— Exercise goal —
Transcribe, word for word, the line containing "Please place a dot on the blue" and each line following it through the end of the listing below. Omit all other lines.

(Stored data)
--------------------

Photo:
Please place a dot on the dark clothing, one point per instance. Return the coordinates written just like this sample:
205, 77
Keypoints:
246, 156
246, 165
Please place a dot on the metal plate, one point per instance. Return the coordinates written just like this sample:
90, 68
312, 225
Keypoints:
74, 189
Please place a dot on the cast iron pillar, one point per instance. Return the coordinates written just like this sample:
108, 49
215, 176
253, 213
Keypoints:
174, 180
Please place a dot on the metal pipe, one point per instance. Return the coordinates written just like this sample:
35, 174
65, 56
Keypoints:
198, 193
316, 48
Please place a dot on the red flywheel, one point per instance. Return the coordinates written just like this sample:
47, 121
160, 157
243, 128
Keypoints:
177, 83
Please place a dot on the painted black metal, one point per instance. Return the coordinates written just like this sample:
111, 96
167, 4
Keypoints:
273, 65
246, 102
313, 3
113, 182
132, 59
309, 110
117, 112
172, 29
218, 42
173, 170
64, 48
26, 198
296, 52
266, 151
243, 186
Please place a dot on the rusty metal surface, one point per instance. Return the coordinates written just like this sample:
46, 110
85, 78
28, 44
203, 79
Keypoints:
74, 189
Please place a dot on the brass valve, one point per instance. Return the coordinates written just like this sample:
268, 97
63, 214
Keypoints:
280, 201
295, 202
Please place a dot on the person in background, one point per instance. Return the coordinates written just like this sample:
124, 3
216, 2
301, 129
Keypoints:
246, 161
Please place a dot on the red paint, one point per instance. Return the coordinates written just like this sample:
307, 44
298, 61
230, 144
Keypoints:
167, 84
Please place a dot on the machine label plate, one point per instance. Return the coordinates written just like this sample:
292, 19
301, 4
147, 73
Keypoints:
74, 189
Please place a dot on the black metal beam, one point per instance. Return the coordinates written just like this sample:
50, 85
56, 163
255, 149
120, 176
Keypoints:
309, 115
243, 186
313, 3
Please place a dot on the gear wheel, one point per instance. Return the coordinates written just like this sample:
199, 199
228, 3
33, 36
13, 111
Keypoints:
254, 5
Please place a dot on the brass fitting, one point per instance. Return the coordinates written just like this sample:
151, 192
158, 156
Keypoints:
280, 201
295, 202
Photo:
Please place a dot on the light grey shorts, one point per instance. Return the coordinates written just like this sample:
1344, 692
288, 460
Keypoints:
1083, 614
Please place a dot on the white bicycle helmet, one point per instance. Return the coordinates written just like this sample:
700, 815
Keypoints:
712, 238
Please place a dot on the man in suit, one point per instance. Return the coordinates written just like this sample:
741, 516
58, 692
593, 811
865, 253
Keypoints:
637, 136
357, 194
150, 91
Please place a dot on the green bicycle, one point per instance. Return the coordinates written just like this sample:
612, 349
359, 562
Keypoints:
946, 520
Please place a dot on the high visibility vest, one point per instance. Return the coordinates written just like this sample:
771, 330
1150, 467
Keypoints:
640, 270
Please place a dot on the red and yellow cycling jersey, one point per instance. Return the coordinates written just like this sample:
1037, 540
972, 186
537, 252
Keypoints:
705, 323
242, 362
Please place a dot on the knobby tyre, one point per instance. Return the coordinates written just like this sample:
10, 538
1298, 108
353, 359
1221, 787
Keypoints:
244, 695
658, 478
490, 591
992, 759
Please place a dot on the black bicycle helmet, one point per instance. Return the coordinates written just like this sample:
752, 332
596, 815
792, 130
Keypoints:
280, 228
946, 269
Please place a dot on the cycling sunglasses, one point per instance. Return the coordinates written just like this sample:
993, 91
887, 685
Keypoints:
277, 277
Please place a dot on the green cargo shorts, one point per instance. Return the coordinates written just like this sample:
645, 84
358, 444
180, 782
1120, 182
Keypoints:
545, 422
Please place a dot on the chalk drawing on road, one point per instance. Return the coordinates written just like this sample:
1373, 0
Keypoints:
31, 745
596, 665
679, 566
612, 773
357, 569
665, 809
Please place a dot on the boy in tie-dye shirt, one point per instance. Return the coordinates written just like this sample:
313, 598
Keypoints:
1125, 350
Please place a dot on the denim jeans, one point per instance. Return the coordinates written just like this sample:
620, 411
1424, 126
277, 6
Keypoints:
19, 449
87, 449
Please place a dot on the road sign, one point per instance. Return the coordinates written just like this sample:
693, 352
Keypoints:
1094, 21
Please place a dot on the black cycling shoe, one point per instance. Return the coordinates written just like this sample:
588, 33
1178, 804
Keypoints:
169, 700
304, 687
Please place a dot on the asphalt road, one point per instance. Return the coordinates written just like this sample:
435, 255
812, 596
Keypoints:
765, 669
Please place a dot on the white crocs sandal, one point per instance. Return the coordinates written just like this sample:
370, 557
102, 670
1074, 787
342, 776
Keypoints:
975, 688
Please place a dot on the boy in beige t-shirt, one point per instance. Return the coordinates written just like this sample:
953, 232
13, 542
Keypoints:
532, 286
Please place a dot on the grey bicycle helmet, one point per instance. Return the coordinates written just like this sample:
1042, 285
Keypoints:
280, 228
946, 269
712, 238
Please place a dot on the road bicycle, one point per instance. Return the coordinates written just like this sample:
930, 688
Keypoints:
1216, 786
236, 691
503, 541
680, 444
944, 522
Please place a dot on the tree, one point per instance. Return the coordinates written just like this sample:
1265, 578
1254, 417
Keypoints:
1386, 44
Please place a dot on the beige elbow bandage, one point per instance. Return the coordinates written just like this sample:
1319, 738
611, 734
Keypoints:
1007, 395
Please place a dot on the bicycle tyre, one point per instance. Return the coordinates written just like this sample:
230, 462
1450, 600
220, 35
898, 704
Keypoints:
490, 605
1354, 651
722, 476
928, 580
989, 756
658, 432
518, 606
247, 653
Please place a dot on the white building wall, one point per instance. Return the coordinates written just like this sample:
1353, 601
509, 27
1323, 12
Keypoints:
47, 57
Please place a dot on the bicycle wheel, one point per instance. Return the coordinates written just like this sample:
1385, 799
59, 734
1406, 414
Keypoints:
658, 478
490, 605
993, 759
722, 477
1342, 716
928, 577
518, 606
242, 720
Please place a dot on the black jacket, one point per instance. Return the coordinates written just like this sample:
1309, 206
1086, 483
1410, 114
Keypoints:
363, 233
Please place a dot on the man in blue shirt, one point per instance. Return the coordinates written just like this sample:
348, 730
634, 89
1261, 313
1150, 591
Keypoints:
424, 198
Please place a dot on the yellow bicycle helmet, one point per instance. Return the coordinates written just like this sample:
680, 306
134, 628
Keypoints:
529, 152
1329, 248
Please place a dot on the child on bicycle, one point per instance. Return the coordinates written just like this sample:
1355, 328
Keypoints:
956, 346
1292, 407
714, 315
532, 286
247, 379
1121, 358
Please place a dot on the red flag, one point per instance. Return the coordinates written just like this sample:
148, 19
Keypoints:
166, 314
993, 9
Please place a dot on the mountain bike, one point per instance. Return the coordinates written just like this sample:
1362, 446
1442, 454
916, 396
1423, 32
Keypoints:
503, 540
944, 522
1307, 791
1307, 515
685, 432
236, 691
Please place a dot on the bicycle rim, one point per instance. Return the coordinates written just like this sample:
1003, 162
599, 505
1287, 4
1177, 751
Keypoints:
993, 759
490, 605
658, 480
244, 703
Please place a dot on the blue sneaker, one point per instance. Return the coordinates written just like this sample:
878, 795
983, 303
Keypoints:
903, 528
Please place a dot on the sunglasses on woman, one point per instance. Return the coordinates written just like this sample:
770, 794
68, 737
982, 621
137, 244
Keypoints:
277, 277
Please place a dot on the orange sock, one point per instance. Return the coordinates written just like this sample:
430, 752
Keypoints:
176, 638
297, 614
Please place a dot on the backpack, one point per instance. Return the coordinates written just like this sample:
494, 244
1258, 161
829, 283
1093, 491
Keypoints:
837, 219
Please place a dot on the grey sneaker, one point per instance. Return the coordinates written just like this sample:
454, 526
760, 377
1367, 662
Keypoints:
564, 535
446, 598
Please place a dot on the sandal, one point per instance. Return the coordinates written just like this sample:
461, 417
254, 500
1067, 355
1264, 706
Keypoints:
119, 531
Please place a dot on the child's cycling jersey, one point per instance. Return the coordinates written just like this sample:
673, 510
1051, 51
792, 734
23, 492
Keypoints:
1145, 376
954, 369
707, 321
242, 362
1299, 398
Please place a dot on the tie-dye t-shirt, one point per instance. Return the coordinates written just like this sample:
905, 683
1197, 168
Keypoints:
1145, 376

--------------------

— Response for this exercise —
Please place a dot on the blue sneaker, one point per instance. Return the coordinates written just like this sample:
878, 795
983, 303
Keypoints:
903, 528
Please place a dot on the sunglasses on woman, one point per instance. Return the coordinates written just like this sample:
770, 794
68, 737
982, 621
137, 244
Keypoints:
277, 277
Please place a dot on the orange sock, one point per instance. Return the coordinates written just like this sample:
430, 752
Keypoints:
176, 638
297, 614
Please place a dot on the backpack, one point per instance. Return the coordinates written just like this sample:
494, 244
1258, 161
829, 283
1093, 491
Keypoints:
837, 219
Please place a dot on the grey sneaker, one point per instance. Return the coordinates written just like this sample:
454, 526
760, 377
1367, 662
Keypoints:
564, 535
446, 598
Please place a dot on the sandal, one point per instance. Return the coordinates written just like this sample:
461, 417
254, 500
1067, 355
1264, 706
Keypoints:
119, 531
Please place a dot on the child's cycling jersey, one point per instance. Return the coordinates written just like this sample:
673, 510
1051, 51
792, 734
23, 492
Keypoints:
1145, 376
954, 369
707, 321
242, 362
1299, 398
Please place a dot on the tie-dye t-shirt, one point per instance. Return the coordinates written just like this sample:
905, 683
1197, 168
Keypoints:
1145, 376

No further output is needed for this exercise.